#### Exercise task:
Can you convert the listing into a Markdown table with the columns Nr and Line, one numbered row per line and blank lines skipped? Leave the pictures out of the table.

### Supplied records ###

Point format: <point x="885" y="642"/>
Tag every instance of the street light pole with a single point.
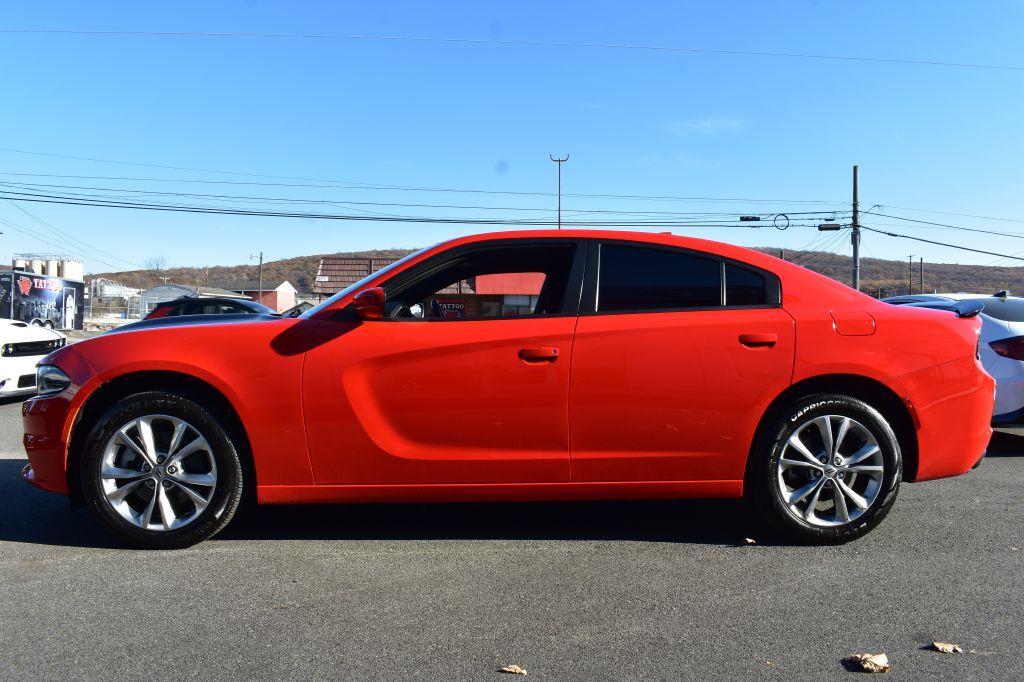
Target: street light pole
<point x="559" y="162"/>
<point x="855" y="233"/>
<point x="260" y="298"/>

###

#### Full solution:
| Nr | Line |
|---|---|
| 1 | Point format: <point x="885" y="642"/> |
| 2 | Tag every instance of the street light pole with a single point. |
| 3 | Target: street light pole |
| 4 | <point x="559" y="162"/> |
| 5 | <point x="855" y="233"/> |
| 6 | <point x="260" y="298"/> |